▸ **Written tasks**:
A: According to the union's response to the University on casualization and academic freedom, on what date did the Provost publish the update on the University's intranet?
B: Extend the union's response to the University on casualization and academic freedom, picking up right after its final sentence.

▸ **Article**:
In the most recent volley, the Provost published an update on 18 December 2017 on the University’s intranet.  UCU sets out below its response to the points made by the University.

 

Casualization

The University says:

It is hoped that as a consequence of more streamlined employment processes, the University will be able to review its contractual offering for academic staff with a view to reducing dependency on fixed term and casual contracts.

 

What the University means is:

If we make it easier to dismiss people on permanent contracts, we might be willing able to offer permanent contracts more often.

Once again, the University’s interpretation of fairness is about levelling down rather than levelling up.  By implying that our current statutes are the cause of an increased reliance on casualized contracts, the university presents these developments as inevitable. It therefore fails to acknowledge that the increase in these forms of working is a direct result of choices which have been made by university management, and in the broader context of attacks on publicly-funded higher education teaching and research.

UCU wishes to make clear that the University has made no offer of any concessions on casualization. We therefore view the University’s statement as a lazy and cynical attempt to create divisions within our membership and within the university more widely.

 

Disciplinary and Redundancy

The University says it wants:

More streamlined employment processes

What the University means is:

We’ll offer our employees no more than the minimum protections enshrined in employment law.  We want to make it easier and quicker to dismiss members of staff either by redundancy or through disciplinary processes.

The University’s latest statement made no mention of its proposals on disciplinary and redundancy, preferring to concentrate on the issue of academic freedom.  UCU welcomes the fact that the University is at least acknowledging the threats its proposed changes pose to academic freedom seriously, though this should not obscure the fact that UCU has repeatedly advised the University that we cannot agree to the proposed documents for redundancy and disciplinary.

 

Academic Freedom and Job Security

The University says it:

believes that the proposals will serve to strengthen the protection of academic freedom afforded to academic members of staff

 

UCU says:

Without proper protection in place against redundancy and disciplinary procedures, assurances about academic freedom are meaningless. Casualization undermines academic freedom as precariously-employed academics feel pressures to avoid controversial areas of research and publish in particular journals and with particular publishers. Without job security, there cannot be academic freedom.

 

The University says:

a Committee could be established, to determine whether academic freedom had been infringed prior to the instigation of any disciplinary/grievance proceedings. In the case of redundancy proceedings affecting academic members of staff, the Committee would determine at an early stage whether the proposed redundancy pool and criteria represented an infringement of academic freedom.

 

UCU says:

All cases of academic redundancy involve questions of academic freedom.  We should be free as academics to pursue research into topics which are not currently fashionable.  There are many cases of research generating significant outputs only after many years. Such work would be wiped out at a stroke with the imposition of a short-term audit culture. The consequences of this are all too evident elsewhere in the sector as the situation at Essex demonstrates (sign the petition here: http://speakout.web.ucu.org.uk/university-of-essex/).

 

Issues of performance inevitably involve questions of academic freedom.  Telling academics that they must publish in certain outlets itself transgresses academic freedom.
The UCU calls on the University to ensure academic freedom by providing job security, lessening its reliance on insecure and badly-paid contracts, and treating its casualised workers with respect.

▸ **Information supplied**:
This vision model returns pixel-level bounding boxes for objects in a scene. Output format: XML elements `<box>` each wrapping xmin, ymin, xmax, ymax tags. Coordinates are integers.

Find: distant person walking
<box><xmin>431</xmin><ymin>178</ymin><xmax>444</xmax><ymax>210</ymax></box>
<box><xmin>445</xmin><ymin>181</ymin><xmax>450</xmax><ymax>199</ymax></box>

▸ **Answers for the exercise**:
A: 18 December 2017.

B:
Why the UCU pensions ballot matters for casualised tutors

Those hourly paid tutors and other casualised academic workers who are members of UCU will probably be aware by now that our union, UCU, is currently in a huge dispute with the organisation of university employers, Universities UK (UUK), about the future of the USS pension scheme. USS is the pension scheme which applies to academic and academic-related staff of pre-92 universities in the UK. The employers are proposing hugely damaging changes to the USS pension scheme, that would see future retirees be 40% worse off than now and face insecure income in retirement.

To fight against these proposals, UCU is currently balloting its members for industrial action via a postal ballot.  THIS WEEK IS OUR LAST CHANCE TO MAKE OUR VOICES HEARD IN THE BALLOT!  The ballot closes this Friday, 19th of January.
If you are a UCU member, you should have received a ballot paper in the post some time before Christmas, with a free post envelope to return it, asking if you would be willing to take strike action and action short of a strike in defence of your pension.

If you haven’t sent off your letter with your vote yet, DO IT ASAP! Under new legislation, every vote counts, as for a ballot to be valid at least 50% of union members in each institution need to take part. So your vote really could make a massive difference. Please post your ballot this week.

Why should I care?

As a casualised worker on an insecure contract, you may be thinking: well, what’s this whole pensions issue got to do with me? I don’t even get paid enough to make ends meet now, so I’ll worry about my pensions once I have a proper employment contract.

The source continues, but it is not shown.